## To do
What is the number of lines in the following data that contain "robe"? Answer with the number alone.

## Record extracts
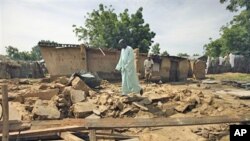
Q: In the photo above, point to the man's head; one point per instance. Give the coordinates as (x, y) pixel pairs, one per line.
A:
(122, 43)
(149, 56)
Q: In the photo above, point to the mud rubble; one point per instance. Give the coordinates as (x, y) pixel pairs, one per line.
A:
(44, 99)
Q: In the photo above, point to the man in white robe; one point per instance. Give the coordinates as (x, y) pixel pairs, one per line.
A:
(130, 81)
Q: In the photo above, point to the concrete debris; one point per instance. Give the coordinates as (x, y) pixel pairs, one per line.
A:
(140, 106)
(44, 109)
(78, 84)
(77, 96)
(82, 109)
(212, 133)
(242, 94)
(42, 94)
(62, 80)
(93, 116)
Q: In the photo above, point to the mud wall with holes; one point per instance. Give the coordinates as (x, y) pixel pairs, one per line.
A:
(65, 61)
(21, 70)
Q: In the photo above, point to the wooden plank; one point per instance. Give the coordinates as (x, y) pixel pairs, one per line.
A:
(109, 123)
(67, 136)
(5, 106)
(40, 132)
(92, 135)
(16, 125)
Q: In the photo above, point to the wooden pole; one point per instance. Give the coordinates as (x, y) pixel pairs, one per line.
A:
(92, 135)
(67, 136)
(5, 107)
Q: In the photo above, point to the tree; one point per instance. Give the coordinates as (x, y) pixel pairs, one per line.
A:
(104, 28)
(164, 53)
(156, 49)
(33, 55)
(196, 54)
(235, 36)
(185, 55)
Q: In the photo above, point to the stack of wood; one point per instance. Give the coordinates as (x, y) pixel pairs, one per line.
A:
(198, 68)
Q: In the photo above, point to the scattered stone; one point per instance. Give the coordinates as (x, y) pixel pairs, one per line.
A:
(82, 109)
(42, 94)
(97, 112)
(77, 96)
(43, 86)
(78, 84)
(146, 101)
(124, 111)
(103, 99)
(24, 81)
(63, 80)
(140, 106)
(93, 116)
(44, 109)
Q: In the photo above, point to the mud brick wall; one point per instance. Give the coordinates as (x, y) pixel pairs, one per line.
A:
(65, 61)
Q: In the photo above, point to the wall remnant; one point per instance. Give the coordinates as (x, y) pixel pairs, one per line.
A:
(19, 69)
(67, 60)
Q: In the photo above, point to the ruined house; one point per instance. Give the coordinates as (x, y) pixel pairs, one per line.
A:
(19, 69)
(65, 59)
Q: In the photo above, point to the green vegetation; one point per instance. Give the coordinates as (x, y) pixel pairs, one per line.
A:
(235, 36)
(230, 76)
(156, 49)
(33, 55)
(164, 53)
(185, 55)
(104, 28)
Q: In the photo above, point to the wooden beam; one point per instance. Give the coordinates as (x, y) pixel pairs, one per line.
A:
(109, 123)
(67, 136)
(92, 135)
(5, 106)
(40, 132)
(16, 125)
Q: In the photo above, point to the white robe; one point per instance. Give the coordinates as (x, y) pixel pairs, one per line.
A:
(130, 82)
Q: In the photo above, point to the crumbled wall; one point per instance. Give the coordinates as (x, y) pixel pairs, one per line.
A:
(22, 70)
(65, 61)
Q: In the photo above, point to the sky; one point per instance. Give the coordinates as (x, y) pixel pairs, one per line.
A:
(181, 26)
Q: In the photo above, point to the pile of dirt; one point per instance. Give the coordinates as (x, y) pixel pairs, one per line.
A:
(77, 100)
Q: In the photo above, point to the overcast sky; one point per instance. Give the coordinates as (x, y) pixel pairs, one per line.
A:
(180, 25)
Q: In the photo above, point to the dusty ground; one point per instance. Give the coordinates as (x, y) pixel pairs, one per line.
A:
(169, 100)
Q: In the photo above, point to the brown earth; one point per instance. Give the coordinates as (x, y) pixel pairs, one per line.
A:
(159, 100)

## Task answer
2